(Photo-based referring expression data)

^^^^

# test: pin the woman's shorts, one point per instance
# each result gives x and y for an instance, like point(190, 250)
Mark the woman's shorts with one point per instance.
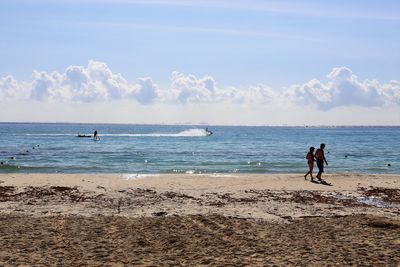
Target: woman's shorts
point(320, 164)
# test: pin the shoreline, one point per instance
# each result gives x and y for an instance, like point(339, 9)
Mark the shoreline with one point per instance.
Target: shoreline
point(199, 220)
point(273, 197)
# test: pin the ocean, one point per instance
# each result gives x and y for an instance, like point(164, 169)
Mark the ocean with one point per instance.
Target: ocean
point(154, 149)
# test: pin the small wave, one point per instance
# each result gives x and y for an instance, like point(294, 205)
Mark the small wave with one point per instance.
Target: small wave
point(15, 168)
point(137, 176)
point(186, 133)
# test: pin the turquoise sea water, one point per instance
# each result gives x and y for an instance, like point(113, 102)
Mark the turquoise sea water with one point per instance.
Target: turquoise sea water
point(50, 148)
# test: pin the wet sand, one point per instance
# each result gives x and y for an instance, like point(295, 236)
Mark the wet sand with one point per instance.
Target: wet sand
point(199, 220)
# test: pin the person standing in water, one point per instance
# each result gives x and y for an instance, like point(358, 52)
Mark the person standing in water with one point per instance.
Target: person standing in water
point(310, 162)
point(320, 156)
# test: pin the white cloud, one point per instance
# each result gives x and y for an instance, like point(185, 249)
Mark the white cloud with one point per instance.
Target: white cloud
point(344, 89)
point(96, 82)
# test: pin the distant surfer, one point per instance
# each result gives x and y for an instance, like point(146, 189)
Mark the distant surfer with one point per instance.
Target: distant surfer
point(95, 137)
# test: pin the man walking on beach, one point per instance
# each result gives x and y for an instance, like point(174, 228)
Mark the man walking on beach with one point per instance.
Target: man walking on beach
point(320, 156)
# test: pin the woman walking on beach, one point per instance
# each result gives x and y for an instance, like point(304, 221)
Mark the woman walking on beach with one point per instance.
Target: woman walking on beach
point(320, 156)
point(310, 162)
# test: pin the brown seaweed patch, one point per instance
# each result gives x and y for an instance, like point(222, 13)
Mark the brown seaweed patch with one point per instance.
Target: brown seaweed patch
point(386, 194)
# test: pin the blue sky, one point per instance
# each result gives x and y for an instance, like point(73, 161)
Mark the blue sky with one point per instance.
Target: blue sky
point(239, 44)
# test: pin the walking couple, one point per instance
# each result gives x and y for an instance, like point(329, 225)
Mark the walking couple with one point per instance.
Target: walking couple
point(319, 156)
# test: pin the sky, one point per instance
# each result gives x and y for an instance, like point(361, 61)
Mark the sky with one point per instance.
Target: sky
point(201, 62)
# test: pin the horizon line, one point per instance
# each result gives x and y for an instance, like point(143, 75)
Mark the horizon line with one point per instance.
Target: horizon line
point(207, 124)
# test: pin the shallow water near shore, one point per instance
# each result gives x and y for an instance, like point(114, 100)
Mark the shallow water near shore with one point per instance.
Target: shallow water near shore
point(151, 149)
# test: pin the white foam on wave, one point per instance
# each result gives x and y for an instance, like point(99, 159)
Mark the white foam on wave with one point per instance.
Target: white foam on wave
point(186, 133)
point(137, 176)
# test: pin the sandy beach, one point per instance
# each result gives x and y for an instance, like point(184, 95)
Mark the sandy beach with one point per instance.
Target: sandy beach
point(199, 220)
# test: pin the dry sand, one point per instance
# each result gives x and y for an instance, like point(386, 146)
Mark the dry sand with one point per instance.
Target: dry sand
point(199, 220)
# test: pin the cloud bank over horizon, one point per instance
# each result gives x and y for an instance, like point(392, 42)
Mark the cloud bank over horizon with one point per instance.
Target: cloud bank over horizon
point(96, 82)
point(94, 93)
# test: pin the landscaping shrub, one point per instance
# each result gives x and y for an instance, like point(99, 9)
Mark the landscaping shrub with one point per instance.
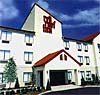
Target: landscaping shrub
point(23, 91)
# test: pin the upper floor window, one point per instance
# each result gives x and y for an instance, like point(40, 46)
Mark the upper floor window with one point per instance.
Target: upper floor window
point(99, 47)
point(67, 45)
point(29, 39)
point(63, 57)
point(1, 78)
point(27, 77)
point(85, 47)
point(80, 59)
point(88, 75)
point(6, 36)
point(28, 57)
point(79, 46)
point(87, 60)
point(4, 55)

^^^^

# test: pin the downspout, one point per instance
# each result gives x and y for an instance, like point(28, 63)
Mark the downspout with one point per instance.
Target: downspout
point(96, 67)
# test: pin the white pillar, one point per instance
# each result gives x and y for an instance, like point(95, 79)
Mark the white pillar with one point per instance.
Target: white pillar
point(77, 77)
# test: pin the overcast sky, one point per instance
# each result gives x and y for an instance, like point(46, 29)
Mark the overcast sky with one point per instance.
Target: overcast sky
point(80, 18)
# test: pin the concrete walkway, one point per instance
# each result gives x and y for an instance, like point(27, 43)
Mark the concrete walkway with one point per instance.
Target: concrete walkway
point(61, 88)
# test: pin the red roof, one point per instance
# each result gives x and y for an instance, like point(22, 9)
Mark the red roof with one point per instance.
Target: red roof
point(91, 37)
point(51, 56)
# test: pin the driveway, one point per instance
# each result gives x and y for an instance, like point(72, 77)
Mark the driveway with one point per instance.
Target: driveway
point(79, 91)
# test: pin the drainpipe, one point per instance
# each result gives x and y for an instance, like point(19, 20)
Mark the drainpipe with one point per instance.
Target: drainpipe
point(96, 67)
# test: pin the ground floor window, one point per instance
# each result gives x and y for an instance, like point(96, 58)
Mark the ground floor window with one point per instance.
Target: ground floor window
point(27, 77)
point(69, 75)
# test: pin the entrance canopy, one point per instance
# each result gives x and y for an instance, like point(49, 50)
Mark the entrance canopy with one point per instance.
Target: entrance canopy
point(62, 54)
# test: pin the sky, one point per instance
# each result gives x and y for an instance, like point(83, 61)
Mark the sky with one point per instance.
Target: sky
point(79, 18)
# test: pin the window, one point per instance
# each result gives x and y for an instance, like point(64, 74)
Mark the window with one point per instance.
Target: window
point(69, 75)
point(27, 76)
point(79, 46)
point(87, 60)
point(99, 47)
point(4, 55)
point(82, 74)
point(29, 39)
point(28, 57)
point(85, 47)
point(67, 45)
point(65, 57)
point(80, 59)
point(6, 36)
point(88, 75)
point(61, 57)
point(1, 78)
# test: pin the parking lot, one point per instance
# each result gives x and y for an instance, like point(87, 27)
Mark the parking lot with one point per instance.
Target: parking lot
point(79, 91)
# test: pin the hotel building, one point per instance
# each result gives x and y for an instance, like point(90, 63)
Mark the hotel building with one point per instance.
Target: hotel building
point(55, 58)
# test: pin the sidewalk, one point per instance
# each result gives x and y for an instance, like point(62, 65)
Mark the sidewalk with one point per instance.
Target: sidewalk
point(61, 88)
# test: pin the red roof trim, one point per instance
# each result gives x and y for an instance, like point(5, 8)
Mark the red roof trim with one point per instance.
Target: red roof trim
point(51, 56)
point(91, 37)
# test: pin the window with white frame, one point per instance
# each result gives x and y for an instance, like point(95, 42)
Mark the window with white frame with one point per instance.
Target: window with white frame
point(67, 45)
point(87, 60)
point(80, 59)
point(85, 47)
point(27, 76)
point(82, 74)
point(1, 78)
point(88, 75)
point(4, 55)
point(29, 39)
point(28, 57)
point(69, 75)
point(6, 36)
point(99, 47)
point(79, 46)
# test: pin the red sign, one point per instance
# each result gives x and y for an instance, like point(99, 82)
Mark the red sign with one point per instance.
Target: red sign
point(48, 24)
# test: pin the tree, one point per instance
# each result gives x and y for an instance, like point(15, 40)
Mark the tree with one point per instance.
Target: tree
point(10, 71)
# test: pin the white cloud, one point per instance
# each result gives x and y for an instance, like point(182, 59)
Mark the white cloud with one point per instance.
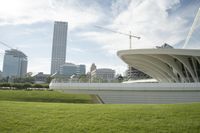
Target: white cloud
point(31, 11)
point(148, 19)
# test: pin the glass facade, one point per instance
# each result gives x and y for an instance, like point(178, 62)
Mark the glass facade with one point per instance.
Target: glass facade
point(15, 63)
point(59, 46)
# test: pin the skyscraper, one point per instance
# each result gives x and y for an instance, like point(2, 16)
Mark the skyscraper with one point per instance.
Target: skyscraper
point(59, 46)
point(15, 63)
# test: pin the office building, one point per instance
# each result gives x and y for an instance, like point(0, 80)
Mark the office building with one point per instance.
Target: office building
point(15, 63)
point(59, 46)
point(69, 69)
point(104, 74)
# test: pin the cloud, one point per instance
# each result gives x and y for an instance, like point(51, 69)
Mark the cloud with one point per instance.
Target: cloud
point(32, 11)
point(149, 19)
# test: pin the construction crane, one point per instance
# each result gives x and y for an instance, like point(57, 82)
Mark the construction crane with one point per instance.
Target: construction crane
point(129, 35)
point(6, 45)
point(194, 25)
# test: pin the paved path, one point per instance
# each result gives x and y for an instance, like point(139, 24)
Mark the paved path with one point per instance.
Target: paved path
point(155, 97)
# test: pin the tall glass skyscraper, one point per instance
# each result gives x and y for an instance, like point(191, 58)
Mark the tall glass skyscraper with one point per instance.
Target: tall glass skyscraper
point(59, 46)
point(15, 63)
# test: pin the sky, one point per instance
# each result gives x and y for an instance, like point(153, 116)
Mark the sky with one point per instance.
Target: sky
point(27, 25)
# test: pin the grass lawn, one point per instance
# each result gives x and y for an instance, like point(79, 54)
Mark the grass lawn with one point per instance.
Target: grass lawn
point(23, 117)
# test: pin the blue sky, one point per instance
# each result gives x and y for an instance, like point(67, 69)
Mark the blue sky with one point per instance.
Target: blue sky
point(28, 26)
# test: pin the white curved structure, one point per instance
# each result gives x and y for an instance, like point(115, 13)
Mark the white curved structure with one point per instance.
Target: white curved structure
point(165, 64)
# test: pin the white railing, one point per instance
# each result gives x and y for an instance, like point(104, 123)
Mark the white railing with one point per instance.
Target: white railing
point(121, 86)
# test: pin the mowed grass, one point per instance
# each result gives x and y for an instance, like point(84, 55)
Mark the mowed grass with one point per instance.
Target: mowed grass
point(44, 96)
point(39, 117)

^^^^

## Aim of the task:
Among the entries above, take the line with "# test: pin the woman's", the line with "# test: pin the man", and all the lines between them, and restate them word for word without pictures.

## Response box:
# test: pin the woman's shorts, one point per instance
# each result gives x and y for an instance, like point(190, 250)
Mark the woman's shorts with one point per instance.
Target: woman's shorts
point(320, 164)
# test: pin the shoreline, one point per instance
# each result gives x and y for an instance, like point(339, 9)
Mark the shoreline with one point per instance.
Target: shoreline
point(199, 220)
point(273, 197)
# test: pin the ocean, one point per instance
# each result gives x and y for an instance, like point(164, 169)
Mark the ocean with one point per instance.
Target: ocean
point(154, 149)
# test: pin the small wave, one point per instance
# each result gives x and y for an instance, like point(294, 205)
Mark the small wave with one point per instance.
Target: small wave
point(15, 168)
point(137, 176)
point(186, 133)
# test: pin the turquoise sea water, one point per instance
# each result gives x and y for an instance, like point(113, 102)
Mark the turquoise sea water with one point per instance.
Target: turquoise sea water
point(50, 148)
# test: pin the wet sand, one point per instance
# each result gives x and y for an instance, like point(295, 236)
Mark the wet sand with one point per instance.
Target: wet sand
point(199, 220)
# test: pin the person standing in water, one point per instance
# each result gives x and y for an instance, like point(358, 52)
Mark the person standing in water with one point per instance.
Target: person standing in water
point(310, 162)
point(320, 156)
# test: pin the white cloud, one point per instance
# each result gives x and y for an instance, like point(185, 249)
Mark the white cloud with one point per instance.
Target: white cloud
point(344, 89)
point(96, 82)
# test: pin the distant surfer, one point per instance
# each result gives x and y for an instance, like point(146, 189)
Mark the distant surfer with one point per instance.
Target: distant surfer
point(95, 137)
# test: pin the man walking on beach, one point per instance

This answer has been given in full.